### SET TASK:
Transcribe every entry word for word, but skip the images.

──────── DATA TO USE

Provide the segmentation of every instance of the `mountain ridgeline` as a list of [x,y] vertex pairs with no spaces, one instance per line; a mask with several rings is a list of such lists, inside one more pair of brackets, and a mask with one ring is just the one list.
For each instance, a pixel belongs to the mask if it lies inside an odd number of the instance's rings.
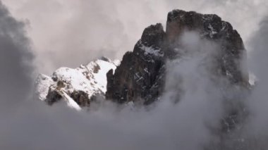
[[231,25],[217,15],[173,10],[168,14],[166,32],[160,23],[145,28],[115,73],[108,72],[106,98],[120,104],[150,104],[157,100],[164,90],[165,62],[183,56],[180,39],[185,32],[195,32],[201,39],[219,45],[211,73],[227,78],[231,84],[248,86],[248,74],[241,69],[245,50]]

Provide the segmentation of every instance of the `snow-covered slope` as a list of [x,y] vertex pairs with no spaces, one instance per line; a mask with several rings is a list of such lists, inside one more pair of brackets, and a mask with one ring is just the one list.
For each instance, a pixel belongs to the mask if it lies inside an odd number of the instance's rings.
[[103,58],[74,69],[61,67],[51,77],[39,74],[35,82],[36,94],[38,99],[49,104],[59,100],[55,97],[63,98],[69,106],[80,110],[79,106],[87,106],[85,104],[90,104],[93,96],[104,96],[107,84],[106,74],[111,69],[114,70],[119,63]]

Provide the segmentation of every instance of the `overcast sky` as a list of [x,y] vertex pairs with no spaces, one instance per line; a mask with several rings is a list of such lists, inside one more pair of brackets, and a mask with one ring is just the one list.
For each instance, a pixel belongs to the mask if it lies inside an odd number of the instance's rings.
[[[121,59],[145,27],[165,26],[174,9],[216,13],[247,41],[267,13],[267,0],[3,0],[27,30],[39,72],[77,67],[100,56]],[[245,42],[246,44],[247,42]]]

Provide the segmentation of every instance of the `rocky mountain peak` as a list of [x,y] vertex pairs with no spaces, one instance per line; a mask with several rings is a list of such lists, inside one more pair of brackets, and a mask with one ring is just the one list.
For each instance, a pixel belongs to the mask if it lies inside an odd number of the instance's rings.
[[102,57],[76,68],[61,67],[51,76],[40,74],[35,81],[39,99],[52,105],[61,100],[80,110],[90,106],[97,96],[104,97],[106,91],[106,74],[115,70],[119,61]]
[[160,23],[145,29],[132,52],[123,56],[114,74],[107,74],[106,97],[119,103],[142,101],[150,104],[163,92],[166,59],[181,57],[180,38],[194,31],[200,37],[219,45],[215,71],[233,84],[247,85],[248,75],[241,70],[245,54],[238,32],[217,15],[173,10],[168,13],[166,32]]

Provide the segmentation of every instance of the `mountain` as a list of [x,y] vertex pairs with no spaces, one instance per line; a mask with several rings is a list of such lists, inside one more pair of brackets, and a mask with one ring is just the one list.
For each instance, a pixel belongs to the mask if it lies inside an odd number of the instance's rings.
[[78,110],[90,106],[91,101],[104,96],[106,73],[115,70],[118,64],[118,61],[103,57],[74,69],[60,68],[51,76],[39,74],[35,81],[37,96],[49,105],[63,99]]
[[166,61],[185,54],[180,39],[185,31],[194,31],[201,39],[219,45],[211,73],[226,77],[235,85],[248,85],[248,73],[240,68],[245,54],[243,42],[231,25],[217,15],[173,10],[168,14],[166,32],[160,23],[145,28],[134,50],[125,54],[114,74],[112,70],[107,73],[106,99],[145,104],[158,99],[163,93]]

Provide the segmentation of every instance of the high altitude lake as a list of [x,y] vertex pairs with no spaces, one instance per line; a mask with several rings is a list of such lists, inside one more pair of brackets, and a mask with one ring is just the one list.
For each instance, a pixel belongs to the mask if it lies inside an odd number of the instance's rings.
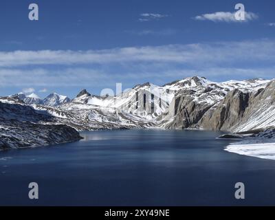
[[[219,135],[94,131],[78,142],[1,151],[0,205],[275,205],[275,161],[224,151],[232,141]],[[28,199],[30,182],[39,199]]]

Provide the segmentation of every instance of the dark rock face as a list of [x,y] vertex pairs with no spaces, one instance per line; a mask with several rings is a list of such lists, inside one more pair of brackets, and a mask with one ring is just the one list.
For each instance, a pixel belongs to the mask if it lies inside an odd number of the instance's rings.
[[200,126],[208,130],[230,131],[243,116],[249,99],[249,94],[238,89],[230,91],[214,111],[201,118]]
[[84,95],[87,95],[88,96],[91,96],[91,94],[89,92],[87,92],[86,89],[83,89],[76,96],[76,98],[79,98]]

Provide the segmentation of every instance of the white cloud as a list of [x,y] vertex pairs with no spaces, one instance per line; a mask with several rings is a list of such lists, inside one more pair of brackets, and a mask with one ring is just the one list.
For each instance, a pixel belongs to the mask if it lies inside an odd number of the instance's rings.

────────────────

### SOLUTION:
Provide the segmentation of every instance of the `mountain ridgeline` as a list of [x,y] vertex pairs with no spaces, one instance per line; a mask with several rings is a list of such lists, inside one more pair of brackets, and a mask with one ring is just the one list.
For each instance, a pixel belongs to the mask if it lies inside an odd number of the instance's rings.
[[231,25],[217,15],[173,10],[168,14],[166,32],[160,23],[145,28],[115,73],[108,72],[106,98],[120,104],[150,104],[157,100],[164,90],[165,62],[183,56],[180,39],[185,32],[195,32],[201,39],[219,45],[211,73],[227,78],[231,84],[248,86],[248,74],[241,69],[245,50]]

Provide the segmentation of every instance of the `snow-covered slope` as a list of [x,y] vertex pairs with no spaces, one instance per line; a mask with several rings is a list of such lists, inside one more pair of brackets, and a mask with one ring is just the one list.
For each instance, a pixel belongs to the mask if it lies inside an odd number of the instance's rings.
[[103,58],[74,69],[61,67],[51,77],[39,74],[35,82],[36,94],[38,99],[49,104],[59,100],[55,97],[63,98],[69,106],[80,110],[79,106],[87,106],[85,104],[90,104],[93,96],[104,96],[107,84],[106,74],[111,69],[114,70],[119,63]]

Provide the segmentation of every instance of the `overcast sky` as a list of [x,y] vertex pairs with no spaces, one instance per line; a mask with several rings is a list of such lists, inside one more pair of brackets, and a mask with one ring is just the one list.
For each instance, a pixel belongs to the mask if it lies inside an odd number of the instance's rings.
[[[121,59],[145,27],[165,26],[174,9],[216,13],[247,41],[267,13],[267,0],[3,0],[27,30],[39,72],[77,67],[100,56]],[[245,42],[246,44],[247,42]]]

Provide the segmentation of every instance of the `rocky mountain peak` as a list of [x,y] vertex pairs with no spaces, one instance per line; a mask with several rings is a list of such lists, inside one more pair of brackets, and a mask with one ring is just the one list.
For each instance, a pixel belongs to the mask if it lies inside an odd number of the instance's rings.
[[102,57],[76,68],[61,67],[51,76],[40,74],[35,81],[39,99],[52,105],[61,100],[80,110],[90,106],[97,96],[104,97],[106,91],[106,74],[115,70],[119,61]]
[[160,23],[145,29],[132,52],[123,56],[114,74],[107,74],[106,97],[119,103],[142,101],[150,104],[163,92],[166,59],[181,57],[180,38],[194,31],[200,37],[219,45],[215,71],[233,84],[247,85],[248,75],[241,70],[245,54],[238,32],[217,15],[173,10],[168,13],[166,32]]

Provide the segmentation of every instance of the `mountain` as a list of [x,y] vertex pairs with no spaces, one instance per line; a mask with several rings is a list of such lists, inside one more pair of brackets, and a mask with one ring is just the one list.
For each instance, a pixel belongs to the mask if it lies inside an odd number of the instance's rings.
[[78,110],[90,106],[91,101],[104,96],[106,73],[115,70],[118,64],[118,61],[103,57],[74,69],[60,68],[51,76],[39,74],[35,81],[37,96],[49,105],[63,99]]
[[166,61],[185,54],[180,39],[185,31],[194,31],[201,39],[219,45],[211,73],[226,77],[235,85],[248,85],[248,73],[240,68],[245,54],[243,42],[231,25],[217,15],[173,10],[168,14],[166,32],[160,23],[145,28],[134,50],[125,54],[114,74],[112,70],[107,73],[106,99],[145,104],[158,99],[163,93]]

Provide the segmentation of every instance of the high altitude lake as a list of [x,y] vertex pairs with no spaces, one instance per line; a mask with several rings is a list of such lists, inside one more pair of brackets, and a mask with one ring is just the one list.
For each instance, a pixel belongs to the mask if it lies inside an odd number of the instance's rings.
[[[219,135],[94,131],[78,142],[1,151],[0,205],[275,205],[275,161],[224,151],[232,141]],[[28,199],[30,182],[39,199]]]

Provide the segmentation of every instance of the dark rock face as a list of [x,y] vertex pairs with no spaces, one instance per line; a mask with several rings is a list of such lists, inside one more pair of brackets, and a mask with one ring is just the one list.
For each instance, a pixel belongs to the mask if it lies inside an odd number of the instance's rings.
[[200,126],[208,130],[230,131],[243,116],[249,99],[249,94],[238,89],[230,91],[214,111],[201,118]]
[[84,95],[87,95],[88,96],[91,96],[91,94],[89,92],[87,92],[86,89],[83,89],[76,96],[76,98],[79,98]]

Provide the segmentation of every instance of the white cloud as a list of [x,y] vertex pairs with no spaces, one instance per line; a mask with several rings is a list of such lists, inside one more pair of brackets, and a mask with one ring is just the one list.
For each instance, a pixel belongs to the mask if it lies inside an odd number of the instance's rings.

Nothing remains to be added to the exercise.